* **Instructions for the task**
Rewrite every one of the records below, changing "tab-separated" to "space-separated" wherever it occurs and leaving everything else as it is.
-- Source material start --
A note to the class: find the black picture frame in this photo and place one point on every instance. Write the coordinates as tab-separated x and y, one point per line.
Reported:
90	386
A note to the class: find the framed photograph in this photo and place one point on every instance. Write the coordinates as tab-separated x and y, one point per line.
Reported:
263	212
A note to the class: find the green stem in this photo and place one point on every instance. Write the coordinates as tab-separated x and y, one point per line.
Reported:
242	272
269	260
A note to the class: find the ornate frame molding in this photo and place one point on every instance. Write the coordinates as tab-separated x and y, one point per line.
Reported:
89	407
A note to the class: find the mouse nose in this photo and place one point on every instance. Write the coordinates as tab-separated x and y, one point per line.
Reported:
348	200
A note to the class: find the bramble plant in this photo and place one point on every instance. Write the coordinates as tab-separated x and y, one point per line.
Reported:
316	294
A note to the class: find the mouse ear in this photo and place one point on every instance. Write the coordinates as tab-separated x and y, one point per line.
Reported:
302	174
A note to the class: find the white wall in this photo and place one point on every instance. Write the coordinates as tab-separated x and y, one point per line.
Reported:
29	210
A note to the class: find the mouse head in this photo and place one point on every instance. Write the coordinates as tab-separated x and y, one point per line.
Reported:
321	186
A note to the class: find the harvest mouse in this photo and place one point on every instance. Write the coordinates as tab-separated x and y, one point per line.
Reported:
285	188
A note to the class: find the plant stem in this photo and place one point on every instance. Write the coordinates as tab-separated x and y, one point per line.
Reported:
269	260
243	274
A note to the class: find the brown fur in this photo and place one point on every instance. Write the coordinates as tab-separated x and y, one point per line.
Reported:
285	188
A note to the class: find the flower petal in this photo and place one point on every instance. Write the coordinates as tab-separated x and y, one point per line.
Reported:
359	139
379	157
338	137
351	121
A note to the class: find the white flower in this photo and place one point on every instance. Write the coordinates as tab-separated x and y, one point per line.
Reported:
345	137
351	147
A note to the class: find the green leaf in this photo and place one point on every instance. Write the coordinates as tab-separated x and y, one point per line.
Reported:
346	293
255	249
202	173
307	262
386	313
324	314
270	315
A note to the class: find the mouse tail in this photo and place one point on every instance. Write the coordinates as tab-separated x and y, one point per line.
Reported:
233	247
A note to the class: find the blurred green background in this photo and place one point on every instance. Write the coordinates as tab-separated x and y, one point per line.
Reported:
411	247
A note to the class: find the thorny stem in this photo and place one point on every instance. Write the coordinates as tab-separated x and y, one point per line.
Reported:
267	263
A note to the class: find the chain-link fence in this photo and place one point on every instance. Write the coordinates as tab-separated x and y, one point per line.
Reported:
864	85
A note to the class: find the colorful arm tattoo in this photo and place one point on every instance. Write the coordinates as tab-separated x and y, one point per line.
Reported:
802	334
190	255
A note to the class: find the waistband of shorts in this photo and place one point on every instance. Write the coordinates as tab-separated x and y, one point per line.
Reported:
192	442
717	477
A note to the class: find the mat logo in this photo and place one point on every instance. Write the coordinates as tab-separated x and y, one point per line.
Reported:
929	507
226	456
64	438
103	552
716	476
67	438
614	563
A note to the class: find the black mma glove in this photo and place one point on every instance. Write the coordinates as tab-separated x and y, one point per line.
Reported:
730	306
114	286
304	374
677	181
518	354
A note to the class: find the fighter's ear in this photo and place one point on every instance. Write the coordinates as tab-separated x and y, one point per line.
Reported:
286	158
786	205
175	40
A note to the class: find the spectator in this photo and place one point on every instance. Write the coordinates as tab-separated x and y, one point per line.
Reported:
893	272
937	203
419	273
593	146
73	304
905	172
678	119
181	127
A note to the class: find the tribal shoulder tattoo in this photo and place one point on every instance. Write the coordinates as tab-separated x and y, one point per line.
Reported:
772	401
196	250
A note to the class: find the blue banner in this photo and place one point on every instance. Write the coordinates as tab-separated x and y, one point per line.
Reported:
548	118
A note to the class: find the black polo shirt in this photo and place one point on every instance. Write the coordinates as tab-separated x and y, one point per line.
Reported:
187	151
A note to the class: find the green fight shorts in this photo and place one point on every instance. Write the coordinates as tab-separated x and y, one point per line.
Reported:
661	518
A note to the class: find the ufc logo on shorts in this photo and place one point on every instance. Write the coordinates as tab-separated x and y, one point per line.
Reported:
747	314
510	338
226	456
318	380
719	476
-- Source material end --
* **Written answer**
A note to the class: find the black picture frame in this photo and place one point on every instance. Write the coordinates as space-separated x and y, one point per line.
Reported:
90	386
A note to the class: find the framed photograph in this photo and place one point on every instance. Write the coordinates as space-separated x and y, one point per line.
Reported:
263	212
A note to the class: find the green stem in this photo and place one point on every instance. Write the coordinates as space-separated x and y, one point per line.
Reported:
242	272
269	260
A note to the class: find the ornate frame molding in this photo and place one point on every instance. Write the coordinates as space-separated x and y, one point per line.
Reported:
89	407
A note to the class: find the mouse nose in this photo and place one point on every instance. Write the coordinates as space-separated x and y, one point per line.
Reported:
348	200
A note to the class: find the bramble plant in this photo and place one point on every instance. Write the coordinates as space-separated x and y, one point per line.
Reported:
316	294
A note to the class: find the mouse ear in this photo and place one point on every instance. Write the coordinates as space-separated x and y, one point per line.
Reported:
302	174
A note to the class: find the white wall in this photo and place one point on every instance. Write the coordinates as space-separated x and y, one point per line.
Reported:
29	210
A note to the class: find the mouse head in this photo and place one point on every instance. Write the coordinates as space-separated x and y, one point per line.
Reported:
321	186
A note to the class: find the harvest mouse in this photo and place one point on every instance. Write the coordinates as space-separated x and y, one point per line.
Reported:
285	188
A note to the class: find the plant stem in this photo and place one point on every instance. Write the coordinates as space-separated x and y, one point per line.
Reported:
269	260
243	274
A note to the class: find the brown fur in this photo and place one point on every instance. Write the coordinates as space-separated x and y, one point per line.
Reported:
285	188
A note to the class: find the flower petal in this photo and place one point on every instance. Write the coordinates as space-separated x and y, one point per line.
Reported:
359	139
379	157
338	137
351	121
A note to the class: find the white flower in this photo and place one point on every instance. Write the coordinates as space-separated x and y, one point per line.
Reported:
345	137
351	147
A note to the class: find the green leaf in this photo and place one point on every instance. Write the coordinates as space-separated x and y, one point per line.
Reported:
346	293
255	249
202	173
307	262
386	313
324	314
270	315
A note to the class: find the mouse tail in this photo and place one point on every instance. Write the coordinates as space-separated x and y, one point per line.
Reported:
233	247
A note to the class: find the blurred green background in this photo and place one point on every instance. Write the coordinates as space-separated x and y, one point per line.
Reported:
411	247
A note to the class: find the thorny stem in this photo and place one point on every instance. Write the coordinates as space-separated x and y, one point per line.
Reported:
267	263
A note to the class: find the chain-link fence in this photo and place one point on every instance. Write the coordinates as space-separated x and y, one point per line.
Reported:
864	85
A note to the class: find the colorful arm tattoo in this photo and place one point on every instance. Write the coordinates as space-separated x and y, one point per line.
Reported:
802	334
190	255
A note to the class: find the waistband of shorts in this photo and place one point on every instance. Write the coordinates as space-separated x and y, one point per line.
Reported:
192	442
717	477
A note to the class: find the mat logo in this photo and place one point on every instance. Write the coordinates as space-separated x and y, one point per line.
Reported:
929	507
226	456
64	438
103	552
716	476
67	438
614	563
A note to the class: find the black mma glove in this photo and place one point on every instance. Write the coordinates as space-separated x and y, one point per line.
Reported:
730	306
114	286
304	374
677	181
518	354
A note to the class: find the fighter's ear in this photo and place one point on every instance. Write the coordinates as space-separated x and y, one point per line.
Reported:
286	158
786	205
175	40
A note to the class: find the spectator in this photo and place one point on every instance. Write the coordinates as space-separated x and y, one point per line.
Reported:
893	272
937	203
419	273
593	146
73	304
905	172
678	119
181	127
A note to the class: find the tribal shoulder tattoo in this photo and place one point on every instance. Write the coordinates as space-separated x and y, one point per line.
Reported:
772	401
196	250
A note to the class: find the blue banner in this photo and place one point on every instance. Write the coordinates as space-separated x and y, one point per line.
Reported:
548	118
A note to the class: find the black polo shirt in this photo and place one point on every instance. Write the coordinates as space-separated x and y, one point per line.
Reported:
187	151
A note to the class: find the green fight shorts in this photo and place one point on every instance. Write the coordinates as space-separated x and y, one point per line.
Reported:
661	518
A note to the class: find the ufc logo on shorts in this photo and place one point on every instance. Write the coordinates as space-separated x and y, one point per line.
Reported:
747	314
510	338
226	456
318	380
719	476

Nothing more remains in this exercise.